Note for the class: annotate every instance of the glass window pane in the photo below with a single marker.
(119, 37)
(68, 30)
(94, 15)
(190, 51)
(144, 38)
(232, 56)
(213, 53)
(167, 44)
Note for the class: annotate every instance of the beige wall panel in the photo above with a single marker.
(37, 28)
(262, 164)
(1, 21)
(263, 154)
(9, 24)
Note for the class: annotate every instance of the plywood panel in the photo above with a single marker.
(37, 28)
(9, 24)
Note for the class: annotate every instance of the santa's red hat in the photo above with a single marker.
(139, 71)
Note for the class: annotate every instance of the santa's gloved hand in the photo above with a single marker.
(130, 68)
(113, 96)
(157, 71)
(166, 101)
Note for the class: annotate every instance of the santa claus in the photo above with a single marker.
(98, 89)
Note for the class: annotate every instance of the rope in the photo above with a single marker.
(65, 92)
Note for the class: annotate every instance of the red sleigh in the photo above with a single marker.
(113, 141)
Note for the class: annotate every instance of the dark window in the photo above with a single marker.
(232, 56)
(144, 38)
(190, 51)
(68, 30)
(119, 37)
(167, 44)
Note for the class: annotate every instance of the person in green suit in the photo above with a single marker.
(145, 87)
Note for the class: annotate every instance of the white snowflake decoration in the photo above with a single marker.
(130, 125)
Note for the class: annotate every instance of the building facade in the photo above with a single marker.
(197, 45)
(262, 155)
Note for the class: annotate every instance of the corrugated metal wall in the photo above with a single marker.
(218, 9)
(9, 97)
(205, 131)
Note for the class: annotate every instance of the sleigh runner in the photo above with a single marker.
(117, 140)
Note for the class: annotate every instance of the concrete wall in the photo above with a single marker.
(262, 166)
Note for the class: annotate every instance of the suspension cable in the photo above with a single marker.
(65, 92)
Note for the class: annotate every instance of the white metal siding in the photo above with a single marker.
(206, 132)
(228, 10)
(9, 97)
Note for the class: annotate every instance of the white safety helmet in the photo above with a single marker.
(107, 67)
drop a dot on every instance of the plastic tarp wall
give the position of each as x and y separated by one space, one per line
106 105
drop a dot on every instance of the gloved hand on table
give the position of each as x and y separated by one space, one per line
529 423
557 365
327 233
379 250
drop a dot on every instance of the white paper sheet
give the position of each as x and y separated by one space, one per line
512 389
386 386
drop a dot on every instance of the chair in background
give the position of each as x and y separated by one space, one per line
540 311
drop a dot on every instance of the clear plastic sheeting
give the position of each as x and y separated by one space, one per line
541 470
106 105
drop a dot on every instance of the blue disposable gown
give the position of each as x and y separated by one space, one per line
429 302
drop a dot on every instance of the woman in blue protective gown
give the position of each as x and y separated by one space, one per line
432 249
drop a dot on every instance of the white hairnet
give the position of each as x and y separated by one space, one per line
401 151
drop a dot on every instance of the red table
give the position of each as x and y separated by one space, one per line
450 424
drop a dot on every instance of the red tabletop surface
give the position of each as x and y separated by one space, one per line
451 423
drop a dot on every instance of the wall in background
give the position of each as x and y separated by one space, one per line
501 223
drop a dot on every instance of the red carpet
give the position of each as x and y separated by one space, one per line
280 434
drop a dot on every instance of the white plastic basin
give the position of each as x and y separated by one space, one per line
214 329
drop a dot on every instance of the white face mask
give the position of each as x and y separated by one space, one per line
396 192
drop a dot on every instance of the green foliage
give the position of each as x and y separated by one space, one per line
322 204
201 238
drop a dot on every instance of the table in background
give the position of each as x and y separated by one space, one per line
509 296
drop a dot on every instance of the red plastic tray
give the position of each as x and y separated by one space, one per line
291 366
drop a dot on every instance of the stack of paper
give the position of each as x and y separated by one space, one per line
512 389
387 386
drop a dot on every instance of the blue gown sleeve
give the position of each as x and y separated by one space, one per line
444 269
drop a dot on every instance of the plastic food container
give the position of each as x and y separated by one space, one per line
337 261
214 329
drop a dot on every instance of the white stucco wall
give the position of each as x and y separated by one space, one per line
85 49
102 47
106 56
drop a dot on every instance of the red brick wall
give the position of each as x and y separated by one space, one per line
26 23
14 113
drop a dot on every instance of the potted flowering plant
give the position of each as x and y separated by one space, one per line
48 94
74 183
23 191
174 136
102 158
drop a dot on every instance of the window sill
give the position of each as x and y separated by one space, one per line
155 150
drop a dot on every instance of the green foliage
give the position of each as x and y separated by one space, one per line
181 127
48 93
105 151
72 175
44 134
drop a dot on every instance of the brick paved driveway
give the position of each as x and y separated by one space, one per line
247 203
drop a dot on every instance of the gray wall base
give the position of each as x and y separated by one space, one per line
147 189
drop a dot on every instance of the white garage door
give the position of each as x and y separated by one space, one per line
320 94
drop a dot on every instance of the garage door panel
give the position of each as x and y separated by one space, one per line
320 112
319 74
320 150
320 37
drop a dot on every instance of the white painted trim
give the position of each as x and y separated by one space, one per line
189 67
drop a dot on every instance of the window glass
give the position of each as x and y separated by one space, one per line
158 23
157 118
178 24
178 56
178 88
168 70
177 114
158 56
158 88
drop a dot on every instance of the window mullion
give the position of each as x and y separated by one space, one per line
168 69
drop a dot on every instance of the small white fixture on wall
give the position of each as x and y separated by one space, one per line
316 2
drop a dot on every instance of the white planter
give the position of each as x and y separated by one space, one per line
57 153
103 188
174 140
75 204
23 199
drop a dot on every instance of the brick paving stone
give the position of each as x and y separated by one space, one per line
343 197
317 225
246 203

→ DIRECTIONS
If a line above holds the string "brick", copy it out.

→ TASK RESULT
drop a dot on every instance of the red brick wall
drop a dot on every instance of the brick paved driveway
drop a dot on every instance of the brick paving stone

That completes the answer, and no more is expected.